__What to produce__:
How many lines in the records below contain the string "windshield"? Letter case matters, and the reply should be the number alone.

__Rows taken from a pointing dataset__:
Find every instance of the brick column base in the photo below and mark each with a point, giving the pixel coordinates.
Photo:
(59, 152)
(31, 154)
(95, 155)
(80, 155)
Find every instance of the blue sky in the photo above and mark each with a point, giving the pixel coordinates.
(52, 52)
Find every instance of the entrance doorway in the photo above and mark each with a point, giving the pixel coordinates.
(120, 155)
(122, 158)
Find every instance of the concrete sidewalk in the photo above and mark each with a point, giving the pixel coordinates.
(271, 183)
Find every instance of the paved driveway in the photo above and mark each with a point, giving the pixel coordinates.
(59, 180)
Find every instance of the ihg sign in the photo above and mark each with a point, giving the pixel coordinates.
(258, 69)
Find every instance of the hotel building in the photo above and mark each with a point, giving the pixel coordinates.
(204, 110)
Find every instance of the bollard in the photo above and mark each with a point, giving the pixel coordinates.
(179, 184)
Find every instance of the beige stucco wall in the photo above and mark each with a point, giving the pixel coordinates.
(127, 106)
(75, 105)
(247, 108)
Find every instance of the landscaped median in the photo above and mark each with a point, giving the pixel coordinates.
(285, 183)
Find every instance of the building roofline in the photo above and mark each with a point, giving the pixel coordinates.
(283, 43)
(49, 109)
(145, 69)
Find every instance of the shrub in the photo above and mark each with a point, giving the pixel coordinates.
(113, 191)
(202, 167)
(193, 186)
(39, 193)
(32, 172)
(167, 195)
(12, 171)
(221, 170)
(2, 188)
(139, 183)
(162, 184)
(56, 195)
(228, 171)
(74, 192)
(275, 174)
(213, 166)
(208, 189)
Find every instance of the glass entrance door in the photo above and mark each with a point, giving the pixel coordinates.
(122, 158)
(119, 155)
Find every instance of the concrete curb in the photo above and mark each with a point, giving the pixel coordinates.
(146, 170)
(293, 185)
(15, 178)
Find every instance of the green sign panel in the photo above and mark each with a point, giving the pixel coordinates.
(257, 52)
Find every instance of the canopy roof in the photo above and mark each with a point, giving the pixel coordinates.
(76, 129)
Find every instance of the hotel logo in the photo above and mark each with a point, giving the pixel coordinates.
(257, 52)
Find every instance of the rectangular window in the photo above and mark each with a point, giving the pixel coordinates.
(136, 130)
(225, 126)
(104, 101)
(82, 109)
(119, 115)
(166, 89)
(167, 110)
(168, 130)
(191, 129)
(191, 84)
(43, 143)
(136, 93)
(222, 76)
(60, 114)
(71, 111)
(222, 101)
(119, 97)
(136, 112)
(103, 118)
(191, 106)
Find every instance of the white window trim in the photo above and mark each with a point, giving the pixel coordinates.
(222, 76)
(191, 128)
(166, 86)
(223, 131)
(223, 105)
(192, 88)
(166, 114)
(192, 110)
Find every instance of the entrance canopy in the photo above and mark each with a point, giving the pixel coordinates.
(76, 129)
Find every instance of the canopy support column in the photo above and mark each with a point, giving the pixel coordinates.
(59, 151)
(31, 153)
--
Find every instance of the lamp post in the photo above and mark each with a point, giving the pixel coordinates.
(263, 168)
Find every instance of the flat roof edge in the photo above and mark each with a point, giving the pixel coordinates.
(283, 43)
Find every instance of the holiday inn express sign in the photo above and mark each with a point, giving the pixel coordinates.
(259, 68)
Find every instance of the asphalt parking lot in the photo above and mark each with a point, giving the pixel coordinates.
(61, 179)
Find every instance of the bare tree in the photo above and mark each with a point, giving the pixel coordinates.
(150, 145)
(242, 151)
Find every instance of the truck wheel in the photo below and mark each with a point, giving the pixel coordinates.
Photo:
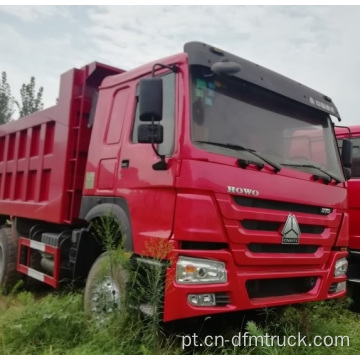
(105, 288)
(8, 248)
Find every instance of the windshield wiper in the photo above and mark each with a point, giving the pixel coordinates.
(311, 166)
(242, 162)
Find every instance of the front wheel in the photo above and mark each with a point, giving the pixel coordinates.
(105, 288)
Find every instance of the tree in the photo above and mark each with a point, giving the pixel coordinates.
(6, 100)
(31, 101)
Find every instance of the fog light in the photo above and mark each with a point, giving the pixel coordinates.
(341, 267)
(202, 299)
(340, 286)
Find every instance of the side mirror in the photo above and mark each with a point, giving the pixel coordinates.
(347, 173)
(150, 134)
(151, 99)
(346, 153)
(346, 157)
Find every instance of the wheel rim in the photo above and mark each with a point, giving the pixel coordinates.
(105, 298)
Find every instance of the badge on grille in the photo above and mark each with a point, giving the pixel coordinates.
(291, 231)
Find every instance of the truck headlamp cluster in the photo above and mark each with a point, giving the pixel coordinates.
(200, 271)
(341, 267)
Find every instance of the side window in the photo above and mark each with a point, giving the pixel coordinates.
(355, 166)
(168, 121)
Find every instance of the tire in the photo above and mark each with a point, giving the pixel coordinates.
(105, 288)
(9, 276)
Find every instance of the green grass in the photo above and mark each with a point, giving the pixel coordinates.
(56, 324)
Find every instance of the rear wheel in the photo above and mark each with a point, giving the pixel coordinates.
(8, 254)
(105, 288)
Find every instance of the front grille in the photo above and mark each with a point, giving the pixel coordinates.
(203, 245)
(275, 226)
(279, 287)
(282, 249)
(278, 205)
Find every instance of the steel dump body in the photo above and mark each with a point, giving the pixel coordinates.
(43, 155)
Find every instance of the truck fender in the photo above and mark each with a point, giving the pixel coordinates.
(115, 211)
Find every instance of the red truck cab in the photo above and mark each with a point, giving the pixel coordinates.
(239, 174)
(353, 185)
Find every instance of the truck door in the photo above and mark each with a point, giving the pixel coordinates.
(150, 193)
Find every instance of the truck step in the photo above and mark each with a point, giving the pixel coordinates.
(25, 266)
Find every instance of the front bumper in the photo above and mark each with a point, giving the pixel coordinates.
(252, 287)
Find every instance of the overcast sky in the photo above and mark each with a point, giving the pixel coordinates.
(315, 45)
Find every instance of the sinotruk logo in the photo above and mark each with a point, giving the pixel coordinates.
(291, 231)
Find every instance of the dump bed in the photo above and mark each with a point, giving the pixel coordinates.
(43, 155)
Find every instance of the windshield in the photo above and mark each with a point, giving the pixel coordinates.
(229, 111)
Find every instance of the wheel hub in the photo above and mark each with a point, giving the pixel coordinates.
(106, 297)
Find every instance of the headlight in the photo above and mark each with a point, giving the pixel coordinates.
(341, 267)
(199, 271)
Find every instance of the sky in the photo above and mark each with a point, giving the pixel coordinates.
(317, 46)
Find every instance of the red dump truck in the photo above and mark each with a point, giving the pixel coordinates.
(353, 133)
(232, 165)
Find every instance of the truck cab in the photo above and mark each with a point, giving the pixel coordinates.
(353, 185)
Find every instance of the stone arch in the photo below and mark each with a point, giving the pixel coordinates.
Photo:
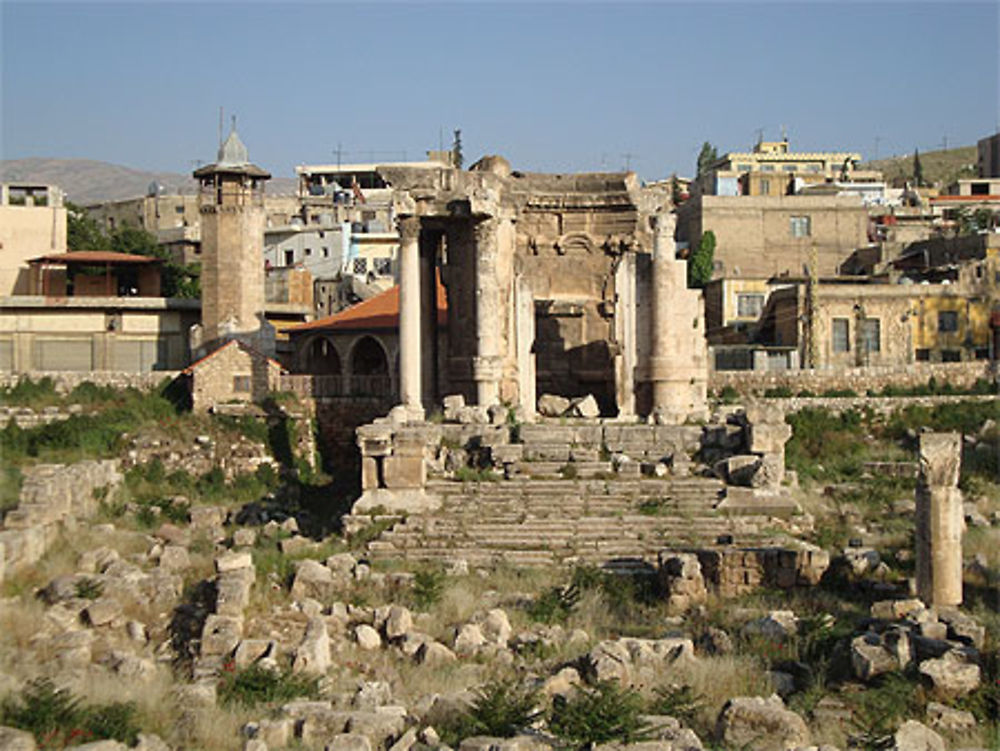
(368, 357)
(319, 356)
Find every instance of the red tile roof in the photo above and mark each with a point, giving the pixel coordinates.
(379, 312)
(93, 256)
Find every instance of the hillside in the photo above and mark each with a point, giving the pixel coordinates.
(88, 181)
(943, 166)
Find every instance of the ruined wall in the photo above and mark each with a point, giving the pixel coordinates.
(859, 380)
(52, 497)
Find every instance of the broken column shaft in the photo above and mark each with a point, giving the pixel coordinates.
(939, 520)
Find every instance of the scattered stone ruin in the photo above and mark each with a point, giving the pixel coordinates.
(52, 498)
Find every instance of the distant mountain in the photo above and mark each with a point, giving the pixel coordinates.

__Answer to the exercise__:
2